### About this task
Output each line of the data word for word, from the first through the line that holds "player's leg, and", and leave off whatever follows.

### Data in this exercise
━━━━━━━━━━
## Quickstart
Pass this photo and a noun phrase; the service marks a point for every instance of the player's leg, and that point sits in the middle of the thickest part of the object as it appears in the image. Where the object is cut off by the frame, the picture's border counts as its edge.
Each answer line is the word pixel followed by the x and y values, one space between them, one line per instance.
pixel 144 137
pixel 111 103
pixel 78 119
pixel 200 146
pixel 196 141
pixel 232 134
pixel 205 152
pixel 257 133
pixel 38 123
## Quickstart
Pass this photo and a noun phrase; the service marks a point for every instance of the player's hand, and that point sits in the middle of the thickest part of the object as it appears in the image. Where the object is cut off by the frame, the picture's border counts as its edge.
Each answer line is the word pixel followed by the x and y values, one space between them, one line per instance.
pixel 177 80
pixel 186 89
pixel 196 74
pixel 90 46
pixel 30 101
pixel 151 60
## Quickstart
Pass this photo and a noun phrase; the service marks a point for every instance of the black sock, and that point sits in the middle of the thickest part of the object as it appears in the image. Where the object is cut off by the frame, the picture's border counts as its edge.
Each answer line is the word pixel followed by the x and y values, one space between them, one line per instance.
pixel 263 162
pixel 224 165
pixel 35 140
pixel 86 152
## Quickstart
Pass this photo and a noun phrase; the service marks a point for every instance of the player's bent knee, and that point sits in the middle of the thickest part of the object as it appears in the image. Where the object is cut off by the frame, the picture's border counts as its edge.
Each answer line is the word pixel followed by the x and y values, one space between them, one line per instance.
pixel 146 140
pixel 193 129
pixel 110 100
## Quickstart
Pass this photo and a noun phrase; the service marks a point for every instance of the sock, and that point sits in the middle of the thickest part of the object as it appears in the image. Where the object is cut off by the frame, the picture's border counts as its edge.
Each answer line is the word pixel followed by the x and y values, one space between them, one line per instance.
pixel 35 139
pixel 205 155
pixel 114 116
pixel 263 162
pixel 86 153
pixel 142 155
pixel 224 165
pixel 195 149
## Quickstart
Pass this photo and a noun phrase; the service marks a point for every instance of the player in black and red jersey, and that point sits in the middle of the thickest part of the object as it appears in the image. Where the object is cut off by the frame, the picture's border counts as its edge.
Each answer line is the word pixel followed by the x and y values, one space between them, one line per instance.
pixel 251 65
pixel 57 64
━━━━━━━━━━
### Solution for this task
## Quickstart
Pass this photo and a noun phrase; the service marks a point for every instance of the player's leg, and that point sits in the middle of the thickest part of the object as it appears in the image. Where the object is cut off by the frame, the picture's border counts as its edge.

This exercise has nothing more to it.